- [Extract to read]:
'''
Japan’s Q4 GDP growth is set to be adjusted sharply downwards in the first revised estimate due out in the coming week. In concrete terms, we expect Q4 growth to be cut to 0.5% q/q from 0.9% q/q in the preliminary estimate. This sharp downward revision is because the finance ministry published very weak figures for business investment in Q4 during the week. According to these figures, business investment in machinery and equipment fell by 7.3% y/y. We have already expressed some scepticism about the very high GDP growth in the original estimate, as it is difficult to reconcile this with the clear slowdown in the Japanese labour market at the end of 2007. However, the downward revision in itself will not mean anything for monetary policy in Japan. Growth was slightly above potential growth in Q4 and will probably fall to slightly below potential growth in Q1, which means that the BoJ will stay on hold for now.
In China, the National People’s Congress is in full swing. Prime minister, Wen Jiabao, signalled in his address that fighting inflation has top priority, and that the ambitious plans to control credit growth stand. The government has announced quarterly credit quotas in a bid to bring credit growth down significantly during the course of 2008 (see chart). There had otherwise been speculation that the Chinese government would ease back slightly on its ambitions in the light of the uncertainty about the global economy and the chaos in the wake of the recent snowstorms. If the Chinese government does stick to its tough targets for credit, this could hit investment hard in the coming months.
Key events of the week ahead
- Revised Japanese GDP figures for Q4 are due on Thursday. We expect a sharp downward revision (see above).
- It will be interesting to see what happens in terms of the Japanese government’s nomination of Toshiro Muto for the BoJ governorship.
- In China, the National People’s Congress is ongoing, and a new government is expected to be appointed during the week.
Foreign Exchange: Is the Decline in USD Disorderly?
The newsflow makes for scary reading these days. The crisis in the financial markets appears to be escalating again, and the past week has witnessed falling equity prices, ditto bond yields, rising credit spreads and a general increase in risk premiums. Several markets are now in their worst position for the past year despite the not insignificant efforts of the central banks. The economic front looks none too rosy either. In the US, the benchmark ISM industry index fell below 50, and housing foreclosures rose to their highest level ever (data since 1985).
The fallout on the FX market is mostly as could have been predicted. EUR/USD has risen sharply during the week, hitting new highs above 1.54. Only two currencies have performed better than EUR, and they are CHF and NOK. The list of currencies that have performed worse is long, and topped by ZAR, TRY, KRW and ISK. Our three-month target for EUR/USD of 1.55 risks coming into play faster than we expected (see FX forecast update). Indeed the speed with which the dollar is falling at the moment suggests a certain degree of panic. Back in November we outlined the circumstances under which the decline in the dollar could become disorderly (see Will the decline in USD become disorderly?). At the time, we concluded that the outlook for the US economy, a deterioration of the financial crisis and a declining tendency to use USD as a reserve currency added up to further falls in USD. All three arguments still appear valid, which is why we still do not believe that EUR/USD has peaked. It also seems premature to believe in intervention from the G3 central banks. At the ECB, monetary policy is still directed to fighting inflationary pressures, while in the US it is attempting to stimulate the economy. So long as this situation continues, the central banks cannot sell EUR/USD. Japan, too, would find it difficult to intervene as long as JPY is generally undervalued. As before, our view is that both an economic slowdown and a financial crisis will benefit currencies such as EUR, JPY and CHF, whereas we expect that carry strategies will continue to underperform.
'''
- [Goals]:
1 > Can you duplicate, word for word, the part of the economic commentary above that opens with the words containing "The newsflow makes" and closes with "(data since 1985)."?
2 > Could you pick up the economic commentary on Japan, China and the dollar after its last sentence and carry it forward?

- [Data segment]:
'''
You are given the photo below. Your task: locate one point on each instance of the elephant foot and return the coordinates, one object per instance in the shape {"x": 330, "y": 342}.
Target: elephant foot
'''
- [Written responses]:
1 >
The newsflow makes for scary reading these days. The crisis in the financial markets appears to be escalating again, and the past week has witnessed falling equity prices, ditto bond yields, rising credit spreads and a general increase in risk premiums. Several markets are now in their worst position for the past year despite the not insignificant efforts of the central banks. The economic front looks none too rosy either. In the US, the benchmark ISM industry index fell below 50, and housing foreclosures rose to their highest level ever (data since 1985).

2 >
There will be a monetary policy meeting in Switzerland on Thursday, when we expect that the SNB will keep rates unchanged at 2.75%. In may ways the SNB finds itself in the same dilemma as the ECB, as economic growth is on the wane, while inflation is running above the official target. Compared to Euroland, however, the slowdown in growth is less pronounced, while underlying inflation is lower. For now we expect just one rate cut from the SNB this year, compared to three from the ECB. Combined with continuing financial turmoil, we expect CHF to strengthen further in the coming year to 1.54 against EUR.
Norway’s central bank will also be meeting on Thursday. We expect unchanged rates, but the rhetoric will be skewed towards an interest rate hike in May given rising inflation and solid domestic growth. The former will presumably be confirmed on Monday, with the release of consumer and producer prices for February. The fall in EUR/NOK in the past week is impressive given that risk aversion has increased generally, and we expect to see further NOK strength going forward.
Commodities: Precious Metal Passion - Could Gold Hit USD 1200?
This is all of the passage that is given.